- TASK DESCRIPTION
Rewrite the items below, replacing "bare twig" with "dry branch" and leaving everything else unchanged.
-*-
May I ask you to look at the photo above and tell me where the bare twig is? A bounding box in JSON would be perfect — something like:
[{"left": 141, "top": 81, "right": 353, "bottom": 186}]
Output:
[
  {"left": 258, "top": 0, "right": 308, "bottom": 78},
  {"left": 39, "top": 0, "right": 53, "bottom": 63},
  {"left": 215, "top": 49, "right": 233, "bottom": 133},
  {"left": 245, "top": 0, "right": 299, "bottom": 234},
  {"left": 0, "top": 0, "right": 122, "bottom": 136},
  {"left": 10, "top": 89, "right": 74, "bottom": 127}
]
-*-
- TASK ANSWER
May I ask you to look at the photo above and tell me where the dry branch is? A bounding box in JSON would be perfect — something like:
[{"left": 141, "top": 81, "right": 353, "bottom": 186}]
Output:
[
  {"left": 258, "top": 0, "right": 308, "bottom": 78},
  {"left": 39, "top": 0, "right": 53, "bottom": 63},
  {"left": 215, "top": 49, "right": 233, "bottom": 133},
  {"left": 245, "top": 0, "right": 299, "bottom": 234},
  {"left": 0, "top": 0, "right": 122, "bottom": 136},
  {"left": 10, "top": 89, "right": 74, "bottom": 127}
]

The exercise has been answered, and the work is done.